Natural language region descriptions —
===============
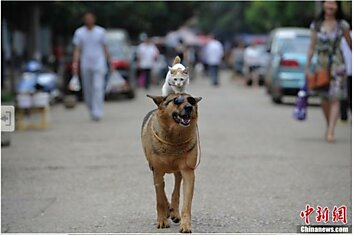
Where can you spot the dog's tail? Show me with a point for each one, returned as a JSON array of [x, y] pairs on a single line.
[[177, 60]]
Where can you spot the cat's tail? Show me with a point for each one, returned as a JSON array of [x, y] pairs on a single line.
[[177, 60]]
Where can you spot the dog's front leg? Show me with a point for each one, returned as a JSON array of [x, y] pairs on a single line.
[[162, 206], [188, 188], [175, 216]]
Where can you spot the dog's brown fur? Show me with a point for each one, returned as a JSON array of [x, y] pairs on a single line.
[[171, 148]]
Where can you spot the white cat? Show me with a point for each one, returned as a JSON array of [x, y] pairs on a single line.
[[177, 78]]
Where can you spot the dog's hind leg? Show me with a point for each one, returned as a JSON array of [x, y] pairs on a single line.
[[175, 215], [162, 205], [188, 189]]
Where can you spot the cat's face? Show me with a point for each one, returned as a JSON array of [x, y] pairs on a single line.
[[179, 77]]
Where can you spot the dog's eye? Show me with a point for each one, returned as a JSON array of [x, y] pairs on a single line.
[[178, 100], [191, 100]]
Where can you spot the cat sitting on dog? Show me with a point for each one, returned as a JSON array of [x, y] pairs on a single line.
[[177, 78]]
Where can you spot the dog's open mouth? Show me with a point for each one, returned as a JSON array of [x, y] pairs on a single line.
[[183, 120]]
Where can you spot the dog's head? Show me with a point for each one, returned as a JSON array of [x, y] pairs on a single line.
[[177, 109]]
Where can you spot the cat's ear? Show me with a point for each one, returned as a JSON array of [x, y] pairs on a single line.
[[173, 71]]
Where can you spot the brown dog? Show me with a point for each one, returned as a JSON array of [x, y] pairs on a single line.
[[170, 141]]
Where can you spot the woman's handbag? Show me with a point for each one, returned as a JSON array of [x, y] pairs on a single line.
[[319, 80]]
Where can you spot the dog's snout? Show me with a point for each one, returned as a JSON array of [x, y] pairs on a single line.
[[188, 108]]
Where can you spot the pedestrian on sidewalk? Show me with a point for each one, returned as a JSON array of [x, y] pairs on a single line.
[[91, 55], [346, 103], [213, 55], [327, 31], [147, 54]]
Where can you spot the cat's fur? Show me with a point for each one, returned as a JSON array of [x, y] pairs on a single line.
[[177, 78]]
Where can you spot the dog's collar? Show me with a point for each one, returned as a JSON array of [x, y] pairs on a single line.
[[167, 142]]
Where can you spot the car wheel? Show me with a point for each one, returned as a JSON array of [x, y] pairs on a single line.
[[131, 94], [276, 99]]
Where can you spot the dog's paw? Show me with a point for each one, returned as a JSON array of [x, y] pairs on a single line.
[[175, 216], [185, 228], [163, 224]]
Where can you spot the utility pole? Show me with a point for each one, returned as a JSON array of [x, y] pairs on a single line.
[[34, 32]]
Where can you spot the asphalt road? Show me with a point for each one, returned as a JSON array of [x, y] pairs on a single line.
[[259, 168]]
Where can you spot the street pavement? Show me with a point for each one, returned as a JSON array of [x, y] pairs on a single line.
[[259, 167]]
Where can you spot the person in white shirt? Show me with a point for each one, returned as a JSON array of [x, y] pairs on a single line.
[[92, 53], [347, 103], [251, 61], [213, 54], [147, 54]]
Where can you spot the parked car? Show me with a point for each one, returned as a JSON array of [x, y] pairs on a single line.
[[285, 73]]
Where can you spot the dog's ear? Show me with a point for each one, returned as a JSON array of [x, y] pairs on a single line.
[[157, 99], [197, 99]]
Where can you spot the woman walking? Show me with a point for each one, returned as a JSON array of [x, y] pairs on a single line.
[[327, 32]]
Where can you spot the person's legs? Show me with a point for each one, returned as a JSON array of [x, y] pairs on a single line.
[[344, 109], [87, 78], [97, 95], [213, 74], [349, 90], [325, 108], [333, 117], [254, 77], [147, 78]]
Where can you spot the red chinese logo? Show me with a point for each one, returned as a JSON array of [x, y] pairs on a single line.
===============
Your goal — The entries above are to be repeated in full, except for their pictures.

Answer to the problem —
Where can you spot the dog's tail? Show me with a point for each one, returned as a JSON array of [x, y] pairs on a single line.
[[177, 60]]
Where can you spot the cat's tail? Show me with a point for each one, returned as a JSON array of [x, y] pairs on a single line.
[[177, 60]]
Where can you spot the dog's front leg? Show me with a point for each one, returned as a JSON array of [x, y] pairs on a single line.
[[162, 206], [188, 188], [175, 216]]
Where can you spot the dog's brown fur? Show me with a point for each one, returned as a JSON array of [x, y] pairs on a single line.
[[171, 148]]
Where can you spot the white cat? Show me with a point for each one, returned as a JSON array of [x, y] pairs on a single line.
[[177, 78]]
Where can you spot the dog's hind leg? Show me with a point for each one, returned as a JSON array of [x, y] pairs on a single line.
[[175, 215], [162, 205], [188, 189]]
Where can you spot the cat's face? Show me with a point for each one, returned as a JSON array of [x, y] pairs on a single line.
[[179, 77]]
Where can you spot the dog's eye? Show me with a point for each one, returned as a JSON array of [x, y] pairs on a single line.
[[178, 100], [191, 100]]
Where can you spot the cat sitting on dog? Show me with a point for each one, returned as a JSON array of [x, y] pairs on a single line.
[[177, 78]]
Where can you spot the dog's open mouth? Show me with a point for each one, returned as a JSON array of [x, y] pairs on a single line.
[[183, 120]]
Where can you spot the dog's head? Show me with a point for each one, returned as a JSON array of [x, y] pairs on a single line.
[[177, 109]]
Where can you spot the cat's ear? Show me with a point for each one, returned as a JSON array of [x, y] pairs on a single line.
[[173, 71]]
Where can you spot the brown dog? Show me with a point for each one, returned as a JSON array of [x, y] pairs on a single line.
[[170, 141]]
Where can you spot the woman's handbag? Show me with a point for each one, returned as a JSON array of [x, y] pairs on a single line.
[[319, 80]]
Where can you spot the dog's snout? Show me with a point for each one, returned as a JSON array of [x, y] pairs on a single line.
[[188, 108]]
Where can you spot the pedestrian on sidewalk? Show me with a point for each one, returned as a JSON array of [x, y] pairs on a single line.
[[91, 55], [346, 103], [213, 55], [327, 31], [147, 54]]
Where can you spot the cat's fur? Show me with a point for each one, returned as a JSON array of [x, y] pairs on a single line.
[[177, 78]]
Where can you spot the dog's collar? Show me with a point for each one, returned as a JSON array of [x, y] pairs on a single line.
[[167, 142]]
Where can you spot the car wheel? Show me with a point for each one, returned as a JSON array of [x, y] pairs on a single line.
[[131, 94], [276, 99]]
Where can you spot the dog's paw? Show me with a point for each one, returned as a JSON array of [x, y] pairs on a single line.
[[175, 216], [185, 228], [163, 224]]
Where can you spot the utility pole? Show me with a point for each one, returned as a JSON array of [x, y] pairs on a single line.
[[34, 32]]
Where can you spot the asphalt road? Show me with a point for each one, returned as a JSON array of [x, y] pairs on a single line.
[[259, 168]]
Where can you spot the street pavement? Show me with a point for each one, returned as a JSON array of [x, y] pairs on a single line.
[[259, 167]]
Where can you spot the person in white shirt? Show me with a point for each one, returned as a JSON array of [x, y] pairs on a single line.
[[92, 53], [347, 103], [251, 61], [213, 54], [147, 54]]
Where can you spot the parked car? Show me with a point for each one, returned as a JSON array of [x, y] pairs on a single line.
[[285, 73]]
Where can you spot the dog's ear? Show me with a point for each one, returned as a JSON array of [x, y] pairs on a single line.
[[157, 99], [197, 99]]
Where can you spot the woman walking? Show me with a point for each one, returned as a JSON array of [x, y] pairs on a single line.
[[327, 32]]
Where can you spot the person's legs? Show me with a point for each one, returned as a JSON array of [x, y] pairs on a single line.
[[344, 109], [87, 78], [97, 95], [213, 74], [349, 90], [325, 108], [333, 117], [254, 77], [147, 78]]
Where can you spot the red chinese logo? Show me with a point for each one, returned as a JSON array of [x, y] pairs on a single line.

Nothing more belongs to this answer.